Saved entries:
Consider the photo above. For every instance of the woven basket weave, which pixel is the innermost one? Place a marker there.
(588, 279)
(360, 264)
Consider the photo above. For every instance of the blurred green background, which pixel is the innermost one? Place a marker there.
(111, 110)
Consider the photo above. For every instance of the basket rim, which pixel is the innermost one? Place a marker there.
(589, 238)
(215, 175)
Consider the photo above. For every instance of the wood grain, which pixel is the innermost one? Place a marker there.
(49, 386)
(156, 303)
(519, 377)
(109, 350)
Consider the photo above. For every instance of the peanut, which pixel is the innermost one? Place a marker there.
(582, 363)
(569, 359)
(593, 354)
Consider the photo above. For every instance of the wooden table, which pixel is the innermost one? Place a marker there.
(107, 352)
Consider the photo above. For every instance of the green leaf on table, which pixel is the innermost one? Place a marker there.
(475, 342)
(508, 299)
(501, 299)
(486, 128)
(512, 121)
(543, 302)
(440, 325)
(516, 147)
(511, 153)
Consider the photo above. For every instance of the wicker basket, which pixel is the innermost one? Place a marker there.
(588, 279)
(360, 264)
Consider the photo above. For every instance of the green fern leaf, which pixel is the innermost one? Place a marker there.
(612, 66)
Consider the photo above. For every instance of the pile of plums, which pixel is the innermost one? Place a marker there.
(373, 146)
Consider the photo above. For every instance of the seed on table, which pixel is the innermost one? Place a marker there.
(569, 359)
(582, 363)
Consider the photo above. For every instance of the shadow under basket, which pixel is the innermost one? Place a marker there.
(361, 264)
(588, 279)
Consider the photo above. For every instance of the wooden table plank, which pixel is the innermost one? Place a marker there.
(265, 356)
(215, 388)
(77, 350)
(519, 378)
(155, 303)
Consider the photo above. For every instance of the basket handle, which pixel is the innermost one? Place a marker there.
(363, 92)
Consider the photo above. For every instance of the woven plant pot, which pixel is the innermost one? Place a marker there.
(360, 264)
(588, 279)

- **Problem**
Transcribe all entries exactly as they appear above.

- **Answer box**
Consider the photo above. For every instance of the woven basket weave, which pixel is the innermost one? Place a marker there.
(588, 279)
(360, 264)
Consider the photo above. For every instance of the blurred green background, which pixel is the innermost one? Place a marker there.
(111, 110)
Consider the photo above. For every instance of the basket rim, which pixel is the innermost one? Place a marker there.
(589, 238)
(215, 175)
Consider the photo above. For every instance of the wood grain, which pixel is the innermost one? Place a marker there.
(49, 386)
(156, 303)
(519, 377)
(109, 350)
Consider the photo above. For every instance of the peanut, which pixel is the innermost one? Place a marker there.
(582, 363)
(569, 359)
(593, 354)
Consider the photo above. For every instance of the wooden table, which pixel is the innermost one? Place a marker there.
(107, 352)
Consider the photo above. For every instance of the green leaf on table, which pixel is the innermost one? Place a marker there.
(475, 342)
(508, 299)
(501, 299)
(486, 128)
(512, 121)
(543, 302)
(440, 325)
(516, 147)
(511, 153)
Consider the photo above. For every instance of the wicker basket, which pixel is the innermost one? Place a marker there.
(588, 279)
(360, 264)
Consider the photo above. For every instance of the green fern leaf, which pixel is the innermost one? Place a marker there.
(612, 66)
Consider the photo above. For every instance of the pile of plums, which pixel is the innermost one? Place a marker there.
(373, 146)
Consider the photo above. For every instance of the seed on table, which pixel is the innermost one? Place a marker there.
(569, 359)
(582, 363)
Consider the photo above. For every instance of the shadow under basket, which pixel is the innermost one? Place a marker there.
(361, 264)
(588, 279)
Consider the photo above. For every instance of the wooden table plank, which pixel is the innermost one? Place a marker there.
(265, 356)
(215, 388)
(77, 350)
(519, 378)
(155, 303)
Consider the photo above. For every instance of the basket handle, which pixel is the innermost one? Place a marker there.
(363, 92)
Consider the photo above. For every instance of the woven plant pot, which pixel is the innermost one? Place a marker there.
(360, 264)
(588, 279)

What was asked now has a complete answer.